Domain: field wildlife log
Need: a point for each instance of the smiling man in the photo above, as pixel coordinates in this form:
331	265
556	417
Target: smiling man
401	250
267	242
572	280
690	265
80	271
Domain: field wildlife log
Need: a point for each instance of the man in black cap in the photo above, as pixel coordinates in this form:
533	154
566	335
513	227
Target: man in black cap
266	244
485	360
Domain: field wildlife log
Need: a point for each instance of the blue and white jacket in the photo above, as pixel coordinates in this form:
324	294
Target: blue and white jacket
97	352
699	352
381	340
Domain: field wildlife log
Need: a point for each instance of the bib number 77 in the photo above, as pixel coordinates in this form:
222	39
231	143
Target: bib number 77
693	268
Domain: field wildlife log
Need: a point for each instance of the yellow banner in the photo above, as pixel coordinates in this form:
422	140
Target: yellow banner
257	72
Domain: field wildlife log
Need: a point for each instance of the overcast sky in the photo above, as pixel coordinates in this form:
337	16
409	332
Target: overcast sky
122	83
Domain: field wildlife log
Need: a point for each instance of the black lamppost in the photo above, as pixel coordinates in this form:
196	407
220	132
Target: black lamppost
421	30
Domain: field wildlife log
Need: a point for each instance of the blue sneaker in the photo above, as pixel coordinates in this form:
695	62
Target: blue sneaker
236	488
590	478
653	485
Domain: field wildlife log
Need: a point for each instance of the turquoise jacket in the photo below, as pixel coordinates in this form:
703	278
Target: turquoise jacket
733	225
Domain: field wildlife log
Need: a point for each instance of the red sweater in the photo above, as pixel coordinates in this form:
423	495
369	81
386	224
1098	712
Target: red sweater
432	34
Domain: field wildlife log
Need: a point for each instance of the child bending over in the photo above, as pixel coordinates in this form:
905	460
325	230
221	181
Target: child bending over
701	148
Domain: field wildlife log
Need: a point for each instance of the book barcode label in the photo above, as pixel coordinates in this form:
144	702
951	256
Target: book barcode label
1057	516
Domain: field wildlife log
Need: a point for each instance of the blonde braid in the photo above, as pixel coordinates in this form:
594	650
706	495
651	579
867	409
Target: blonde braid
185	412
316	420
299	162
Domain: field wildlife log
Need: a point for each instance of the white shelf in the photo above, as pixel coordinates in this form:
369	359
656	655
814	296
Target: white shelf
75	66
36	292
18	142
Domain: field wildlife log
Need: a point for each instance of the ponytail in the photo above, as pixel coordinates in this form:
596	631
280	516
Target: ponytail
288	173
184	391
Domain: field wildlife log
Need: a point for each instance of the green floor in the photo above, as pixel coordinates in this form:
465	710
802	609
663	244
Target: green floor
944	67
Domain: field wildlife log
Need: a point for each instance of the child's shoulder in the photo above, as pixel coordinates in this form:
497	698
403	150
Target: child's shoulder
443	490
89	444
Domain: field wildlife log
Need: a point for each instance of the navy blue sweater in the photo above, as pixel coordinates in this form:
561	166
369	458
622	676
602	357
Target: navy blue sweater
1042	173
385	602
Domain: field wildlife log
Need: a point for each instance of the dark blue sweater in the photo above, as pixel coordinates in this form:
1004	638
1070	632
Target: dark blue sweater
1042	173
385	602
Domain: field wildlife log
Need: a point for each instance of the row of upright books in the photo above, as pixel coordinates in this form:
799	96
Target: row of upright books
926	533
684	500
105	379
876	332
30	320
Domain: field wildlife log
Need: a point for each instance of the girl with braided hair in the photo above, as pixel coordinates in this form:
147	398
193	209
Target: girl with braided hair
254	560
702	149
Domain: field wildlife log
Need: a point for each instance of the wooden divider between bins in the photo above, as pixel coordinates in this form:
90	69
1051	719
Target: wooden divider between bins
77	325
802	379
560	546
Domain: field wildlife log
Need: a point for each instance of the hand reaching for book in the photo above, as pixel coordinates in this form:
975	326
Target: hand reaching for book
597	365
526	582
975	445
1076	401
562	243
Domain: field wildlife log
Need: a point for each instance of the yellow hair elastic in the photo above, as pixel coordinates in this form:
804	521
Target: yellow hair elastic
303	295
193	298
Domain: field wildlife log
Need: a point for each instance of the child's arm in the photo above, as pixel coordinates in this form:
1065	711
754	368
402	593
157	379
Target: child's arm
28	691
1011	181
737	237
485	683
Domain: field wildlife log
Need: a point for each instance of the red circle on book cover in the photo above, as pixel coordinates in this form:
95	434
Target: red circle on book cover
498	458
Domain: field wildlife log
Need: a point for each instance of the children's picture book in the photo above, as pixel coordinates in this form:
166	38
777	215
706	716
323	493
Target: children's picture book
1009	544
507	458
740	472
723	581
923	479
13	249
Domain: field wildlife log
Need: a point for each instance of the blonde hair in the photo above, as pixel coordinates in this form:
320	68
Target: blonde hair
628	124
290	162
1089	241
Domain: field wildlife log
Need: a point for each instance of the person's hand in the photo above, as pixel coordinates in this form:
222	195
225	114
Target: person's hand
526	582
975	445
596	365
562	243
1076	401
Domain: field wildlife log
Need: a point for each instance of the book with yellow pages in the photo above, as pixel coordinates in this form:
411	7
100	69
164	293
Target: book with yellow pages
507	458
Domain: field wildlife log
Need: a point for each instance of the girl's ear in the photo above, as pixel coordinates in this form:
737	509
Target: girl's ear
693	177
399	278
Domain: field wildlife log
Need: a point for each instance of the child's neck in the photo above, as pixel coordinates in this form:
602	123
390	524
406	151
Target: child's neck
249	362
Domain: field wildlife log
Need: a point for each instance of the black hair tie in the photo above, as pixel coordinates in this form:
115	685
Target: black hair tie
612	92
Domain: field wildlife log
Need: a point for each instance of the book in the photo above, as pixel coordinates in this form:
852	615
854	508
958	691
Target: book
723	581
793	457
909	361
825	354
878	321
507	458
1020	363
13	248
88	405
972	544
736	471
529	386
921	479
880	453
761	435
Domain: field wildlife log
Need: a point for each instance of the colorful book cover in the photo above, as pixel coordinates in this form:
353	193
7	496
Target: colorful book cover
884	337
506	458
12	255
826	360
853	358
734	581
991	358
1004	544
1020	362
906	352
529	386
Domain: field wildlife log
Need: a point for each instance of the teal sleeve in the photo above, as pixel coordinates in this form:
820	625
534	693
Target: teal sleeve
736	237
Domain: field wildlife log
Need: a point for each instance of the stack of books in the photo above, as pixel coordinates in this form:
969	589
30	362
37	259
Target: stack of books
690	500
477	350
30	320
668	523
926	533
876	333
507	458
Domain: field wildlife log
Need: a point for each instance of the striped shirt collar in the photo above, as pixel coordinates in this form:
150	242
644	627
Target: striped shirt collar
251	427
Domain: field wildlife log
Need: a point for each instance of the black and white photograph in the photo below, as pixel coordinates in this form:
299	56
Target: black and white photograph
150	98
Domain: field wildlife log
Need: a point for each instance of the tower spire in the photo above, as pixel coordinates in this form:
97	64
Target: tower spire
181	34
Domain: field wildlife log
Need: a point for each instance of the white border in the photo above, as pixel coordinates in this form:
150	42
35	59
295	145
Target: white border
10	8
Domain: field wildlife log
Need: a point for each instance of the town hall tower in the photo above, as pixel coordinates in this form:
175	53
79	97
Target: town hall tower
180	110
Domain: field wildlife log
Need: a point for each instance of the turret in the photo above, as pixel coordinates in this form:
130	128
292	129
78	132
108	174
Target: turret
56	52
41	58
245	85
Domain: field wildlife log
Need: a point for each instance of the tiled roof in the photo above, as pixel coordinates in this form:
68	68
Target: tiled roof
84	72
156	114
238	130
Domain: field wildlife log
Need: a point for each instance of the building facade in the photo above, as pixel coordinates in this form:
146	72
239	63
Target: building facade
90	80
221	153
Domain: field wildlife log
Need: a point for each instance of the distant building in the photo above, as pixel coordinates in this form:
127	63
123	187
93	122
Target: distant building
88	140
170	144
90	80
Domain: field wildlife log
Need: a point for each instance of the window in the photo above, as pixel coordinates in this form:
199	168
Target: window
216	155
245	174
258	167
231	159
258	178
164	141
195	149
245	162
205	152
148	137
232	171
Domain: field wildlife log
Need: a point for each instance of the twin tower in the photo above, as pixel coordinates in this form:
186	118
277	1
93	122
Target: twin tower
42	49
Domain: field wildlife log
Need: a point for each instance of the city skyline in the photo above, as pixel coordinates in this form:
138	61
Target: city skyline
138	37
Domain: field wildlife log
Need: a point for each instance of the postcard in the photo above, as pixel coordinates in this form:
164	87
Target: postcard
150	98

****

Zbierz wszystkie wiersze powyższych rekordów, w których występuje ciąg „teal”. Wielkość liter ma znaczenie.

- Oczekiwana odpowiedź:
Need: a point for each instance of the teal sleeve in the photo above, as pixel coordinates in this form:
Target: teal sleeve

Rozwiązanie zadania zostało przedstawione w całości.